### STATED PROBLEM:
Recast all of the entries below as a single numbered list with no blank lines, leaving the pictures out of your answer.

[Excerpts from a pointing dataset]
** Start **

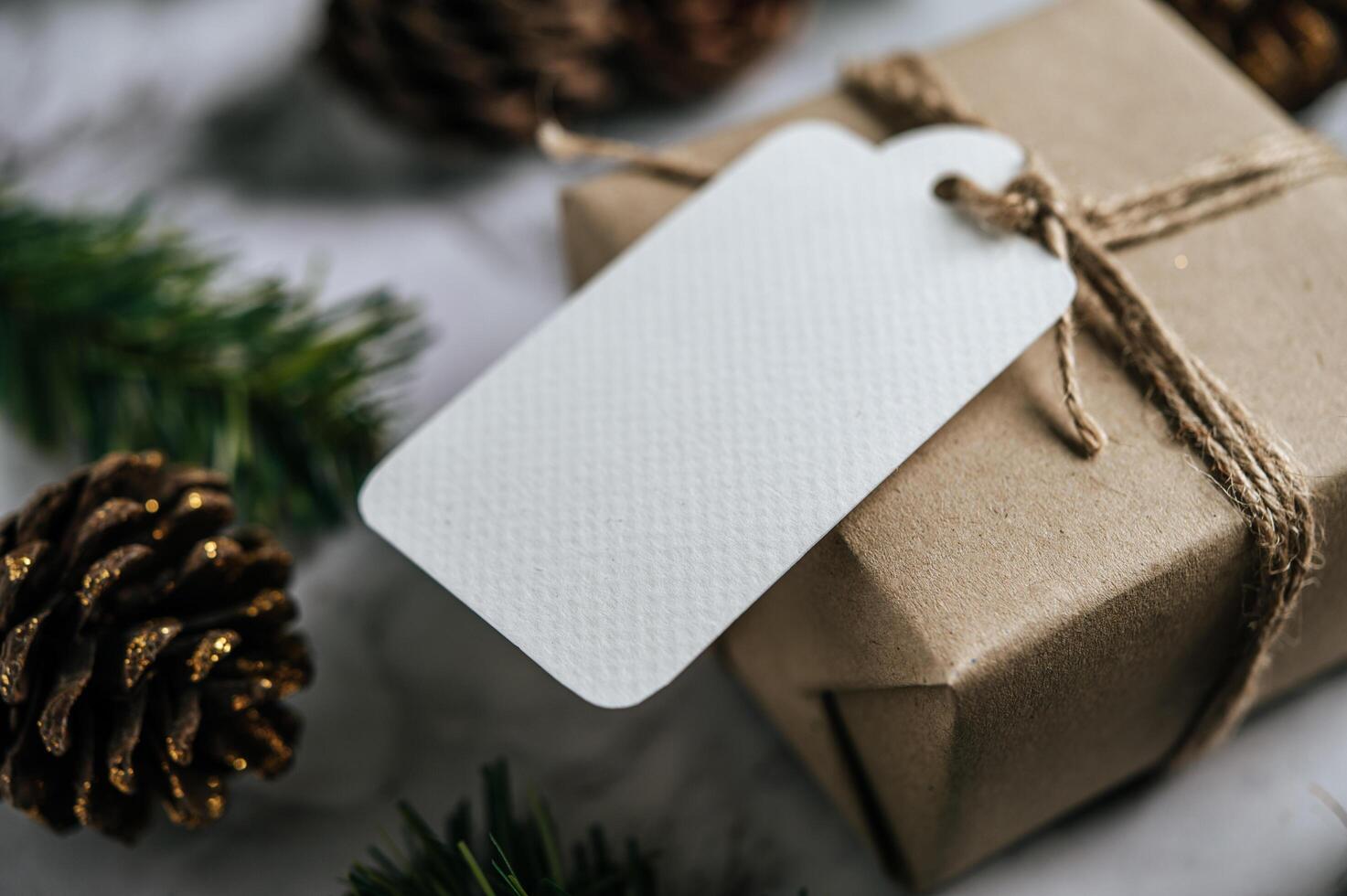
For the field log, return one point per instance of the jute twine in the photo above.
(1250, 465)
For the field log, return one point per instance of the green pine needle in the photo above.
(521, 848)
(114, 336)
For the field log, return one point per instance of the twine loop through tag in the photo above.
(1245, 460)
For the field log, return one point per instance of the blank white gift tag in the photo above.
(641, 468)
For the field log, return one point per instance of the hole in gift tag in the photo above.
(643, 466)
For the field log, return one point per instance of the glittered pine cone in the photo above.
(478, 71)
(1292, 48)
(144, 654)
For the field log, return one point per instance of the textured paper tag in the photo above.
(641, 468)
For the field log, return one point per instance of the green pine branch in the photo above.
(117, 336)
(516, 855)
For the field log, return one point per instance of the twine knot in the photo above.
(1031, 205)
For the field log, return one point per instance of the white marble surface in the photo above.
(207, 107)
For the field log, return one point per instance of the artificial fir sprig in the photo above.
(117, 336)
(518, 855)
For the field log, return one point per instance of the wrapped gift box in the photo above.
(1004, 629)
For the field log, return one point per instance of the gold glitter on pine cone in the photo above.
(478, 71)
(144, 653)
(1292, 48)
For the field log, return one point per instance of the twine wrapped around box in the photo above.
(1250, 465)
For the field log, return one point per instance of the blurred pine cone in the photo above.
(144, 653)
(1292, 48)
(477, 71)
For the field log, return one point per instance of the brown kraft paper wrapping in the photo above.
(1004, 629)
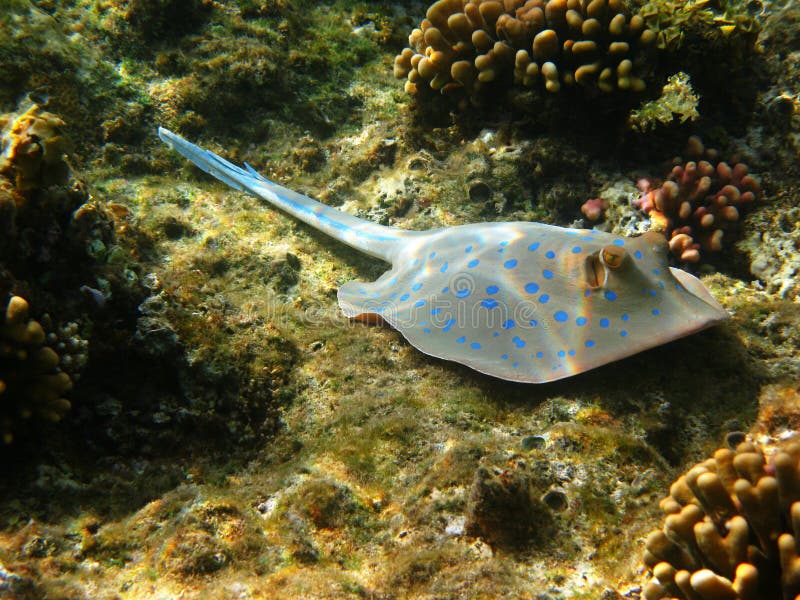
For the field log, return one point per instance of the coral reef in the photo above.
(594, 208)
(45, 214)
(732, 530)
(33, 149)
(678, 101)
(31, 383)
(698, 202)
(771, 244)
(463, 46)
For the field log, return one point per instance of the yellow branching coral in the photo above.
(732, 530)
(465, 45)
(33, 149)
(31, 384)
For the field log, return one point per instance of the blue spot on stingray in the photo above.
(531, 288)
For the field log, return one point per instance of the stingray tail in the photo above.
(371, 238)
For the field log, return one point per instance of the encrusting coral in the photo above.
(699, 201)
(732, 530)
(31, 383)
(465, 45)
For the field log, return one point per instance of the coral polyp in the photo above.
(732, 529)
(31, 383)
(462, 47)
(700, 200)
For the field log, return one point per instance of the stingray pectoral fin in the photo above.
(696, 288)
(359, 298)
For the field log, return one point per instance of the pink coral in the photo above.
(594, 208)
(698, 202)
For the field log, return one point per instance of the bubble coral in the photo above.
(698, 202)
(465, 45)
(31, 383)
(732, 530)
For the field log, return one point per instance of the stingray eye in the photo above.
(598, 265)
(655, 241)
(612, 257)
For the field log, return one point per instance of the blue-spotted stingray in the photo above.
(520, 301)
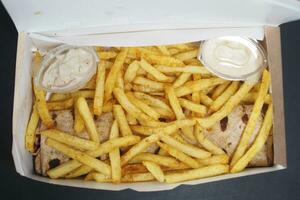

** End **

### SOLUTION TO THIS TASK:
1. For the field log, return one point per instance of the jute twine in the photo above.
2. (1250, 465)
3. For the field log, return one point per instance of the green pine needle in the photo above.
4. (521, 848)
5. (114, 336)
6. For the field log, return one point per instance of the twine loop through tag in the photo above.
7. (1245, 460)
8. For the field log, return one point per instance of the blank white gift tag in the photo above.
9. (641, 468)
10. For the field log, return one point per instance of the hole in gift tag in the photo above.
11. (643, 466)
12. For the field log, return one point per instance of the glittered pine cone in the photo above.
13. (478, 71)
14. (1292, 48)
15. (144, 654)
16. For the field log, return one point per instance of the textured paper tag in the photo above.
17. (641, 468)
18. For the field log, return one point per instance of the green pine branch in the photo above.
19. (117, 336)
20. (516, 855)
21. For the field log, return one point per instance of the twine knot in the photo above.
22. (1031, 205)
23. For the field log, return one point per instance of the white marble surface in the photo above.
24. (207, 107)
25. For the field log, return one point per instance of the artificial fir sprig in the photo above.
26. (117, 336)
27. (518, 855)
28. For the field log, return one point per instance of the wrapped gift box in the photo above.
29. (1004, 629)
30. For the field log, return one point per instance of the gold glitter on pine cone in the photo above.
31. (478, 71)
32. (144, 653)
33. (1292, 48)
34. For the field log, return one point per instance of the twine wrapped around box in the photo above.
35. (1250, 465)
36. For the field log, return one point per instance of the blurred pine cone in the photo above.
37. (144, 653)
38. (1292, 48)
39. (477, 71)
40. For the field log, return one point per instance of the brown kraft paper wrapping in the photo above.
41. (1004, 629)
42. For the field log, return one point per instance of the coral reef in the photo above.
43. (594, 208)
44. (45, 214)
45. (732, 530)
46. (33, 149)
47. (678, 101)
48. (31, 383)
49. (698, 202)
50. (771, 244)
51. (463, 46)
52. For the field log, return one point per instance of the yellow branching coral in the photo above.
53. (732, 530)
54. (465, 45)
55. (33, 149)
56. (31, 384)
57. For the field log, return one point per instance of the blue spot on stingray in the photo above.
58. (531, 288)
59. For the field log, return one point per instance of the stingray tail in the photo above.
60. (371, 238)
61. For the field log, return one point per instance of the encrusting coral in the photo above.
62. (699, 201)
63. (732, 530)
64. (31, 383)
65. (465, 45)
66. For the field log, return one point per instance of the coral polyp in the photo above.
67. (732, 529)
68. (31, 383)
69. (462, 47)
70. (700, 200)
71. For the field log, return one point per instance of the stingray pectoral fin in the photo above.
72. (696, 288)
73. (359, 298)
74. For the field log, return one point per instance of the pink coral in the photo above.
75. (594, 208)
76. (698, 202)
77. For the field log, return one point per instance of the bubble coral in the photo above.
78. (698, 202)
79. (465, 45)
80. (31, 383)
81. (732, 530)
82. For the field log, return one point per instance of the stingray eye in the photo above.
83. (598, 265)
84. (655, 241)
85. (612, 257)
86. For the field log, return one point per instance of the blue-spotted stingray in the photo above.
87. (520, 301)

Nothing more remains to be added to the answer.